>>

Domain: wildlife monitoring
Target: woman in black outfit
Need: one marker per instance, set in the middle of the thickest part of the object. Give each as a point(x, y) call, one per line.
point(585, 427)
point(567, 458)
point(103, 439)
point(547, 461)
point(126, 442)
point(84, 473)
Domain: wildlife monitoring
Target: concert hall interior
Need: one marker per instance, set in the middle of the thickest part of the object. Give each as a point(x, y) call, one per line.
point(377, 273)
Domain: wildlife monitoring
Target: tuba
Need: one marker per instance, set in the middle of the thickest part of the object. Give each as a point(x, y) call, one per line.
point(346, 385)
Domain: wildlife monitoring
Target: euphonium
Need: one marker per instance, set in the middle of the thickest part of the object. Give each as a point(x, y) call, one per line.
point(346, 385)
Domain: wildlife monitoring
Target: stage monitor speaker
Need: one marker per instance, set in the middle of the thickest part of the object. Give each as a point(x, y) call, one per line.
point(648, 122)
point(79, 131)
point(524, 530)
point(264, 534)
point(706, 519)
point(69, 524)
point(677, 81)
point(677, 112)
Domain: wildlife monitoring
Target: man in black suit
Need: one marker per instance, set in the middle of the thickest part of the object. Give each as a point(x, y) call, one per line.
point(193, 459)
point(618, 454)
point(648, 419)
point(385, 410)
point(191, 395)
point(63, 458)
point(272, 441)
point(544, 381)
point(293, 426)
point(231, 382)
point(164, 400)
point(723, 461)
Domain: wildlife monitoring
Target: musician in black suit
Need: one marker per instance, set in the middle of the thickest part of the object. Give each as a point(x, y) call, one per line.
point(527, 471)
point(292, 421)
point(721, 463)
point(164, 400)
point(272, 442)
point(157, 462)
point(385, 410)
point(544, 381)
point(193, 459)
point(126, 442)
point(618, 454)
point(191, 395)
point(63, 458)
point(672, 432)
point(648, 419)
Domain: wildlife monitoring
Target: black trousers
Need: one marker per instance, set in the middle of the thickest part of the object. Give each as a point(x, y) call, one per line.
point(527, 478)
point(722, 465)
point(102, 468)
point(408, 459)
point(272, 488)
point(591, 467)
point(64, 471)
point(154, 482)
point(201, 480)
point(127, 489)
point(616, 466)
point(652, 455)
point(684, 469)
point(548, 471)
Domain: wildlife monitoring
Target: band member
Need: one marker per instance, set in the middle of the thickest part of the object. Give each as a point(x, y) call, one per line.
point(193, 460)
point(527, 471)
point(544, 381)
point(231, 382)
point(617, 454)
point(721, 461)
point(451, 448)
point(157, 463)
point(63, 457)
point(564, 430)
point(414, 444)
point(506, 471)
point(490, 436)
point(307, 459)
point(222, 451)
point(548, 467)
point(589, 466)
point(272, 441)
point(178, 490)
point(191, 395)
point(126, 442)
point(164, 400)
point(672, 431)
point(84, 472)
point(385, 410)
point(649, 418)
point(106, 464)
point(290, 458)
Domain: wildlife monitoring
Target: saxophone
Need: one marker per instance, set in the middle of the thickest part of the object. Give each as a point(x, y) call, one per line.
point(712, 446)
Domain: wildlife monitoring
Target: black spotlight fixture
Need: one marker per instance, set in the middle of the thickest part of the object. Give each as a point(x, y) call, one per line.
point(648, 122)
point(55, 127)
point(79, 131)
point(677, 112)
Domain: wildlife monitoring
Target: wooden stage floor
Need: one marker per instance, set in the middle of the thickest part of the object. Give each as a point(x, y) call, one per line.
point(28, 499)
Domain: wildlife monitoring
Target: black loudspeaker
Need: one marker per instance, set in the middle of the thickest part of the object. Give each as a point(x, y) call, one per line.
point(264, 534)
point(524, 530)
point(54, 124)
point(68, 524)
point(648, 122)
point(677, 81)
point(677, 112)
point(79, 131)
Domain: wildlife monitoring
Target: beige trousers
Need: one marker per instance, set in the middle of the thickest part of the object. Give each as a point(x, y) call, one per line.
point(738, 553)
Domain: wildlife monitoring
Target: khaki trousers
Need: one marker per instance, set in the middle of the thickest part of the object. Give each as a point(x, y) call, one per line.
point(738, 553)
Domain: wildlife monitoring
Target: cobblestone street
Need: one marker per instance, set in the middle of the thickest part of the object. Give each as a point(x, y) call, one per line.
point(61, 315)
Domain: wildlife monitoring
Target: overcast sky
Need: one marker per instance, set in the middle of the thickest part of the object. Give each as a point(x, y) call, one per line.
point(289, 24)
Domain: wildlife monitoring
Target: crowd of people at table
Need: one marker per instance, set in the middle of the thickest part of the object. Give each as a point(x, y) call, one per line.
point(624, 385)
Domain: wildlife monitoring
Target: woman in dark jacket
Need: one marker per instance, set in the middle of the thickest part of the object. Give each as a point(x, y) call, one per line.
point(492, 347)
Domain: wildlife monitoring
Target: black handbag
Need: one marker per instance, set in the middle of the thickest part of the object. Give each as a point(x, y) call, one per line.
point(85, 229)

<<

#### What you will do:
Your task is to retype the entries verbatim, starting with the line that holds "Target: black trousers" and stopping after the line that holds "Target: black loudspeaker".

#### Output of the task:
Target: black trousers
Need: one marker per instance, set in the middle of the thickest part of the object. Give each as a point(x, y) call, one per line.
point(527, 478)
point(722, 465)
point(102, 468)
point(408, 459)
point(272, 488)
point(591, 467)
point(64, 471)
point(154, 482)
point(201, 480)
point(127, 489)
point(616, 466)
point(652, 455)
point(684, 469)
point(548, 471)
Domain: wildlife monitoring
Target: band member
Need: one marker per instance, set in the middle of the thickest part of the object. Give each as a point(x, y) call, one per line.
point(193, 460)
point(527, 471)
point(544, 381)
point(231, 382)
point(617, 454)
point(721, 461)
point(451, 448)
point(157, 463)
point(63, 457)
point(564, 430)
point(414, 444)
point(506, 471)
point(490, 436)
point(307, 459)
point(222, 451)
point(548, 467)
point(589, 466)
point(272, 441)
point(178, 490)
point(191, 395)
point(126, 442)
point(164, 400)
point(672, 431)
point(84, 472)
point(385, 410)
point(649, 418)
point(106, 464)
point(290, 458)
Domain: wildlife monitoring
Target: saxophone
Need: one marker per instance, set in the middle of the thickest part of the object. Give each as a point(x, y) call, one per line.
point(712, 446)
Domain: wildlife monitoring
Target: black spotlight fixture
Need: one marker per instance, set in the middle of the thickest part of the object. Give each as a point(x, y) call, one per line.
point(648, 122)
point(55, 127)
point(79, 131)
point(677, 112)
Domain: wildlife monitoring
Target: wooden stage floor
Need: one marker per instance, set in the middle of the thickest part of the object. Give each as a point(x, y) call, one per line.
point(28, 499)
Domain: wildlife monitoring
Target: black loudspeaker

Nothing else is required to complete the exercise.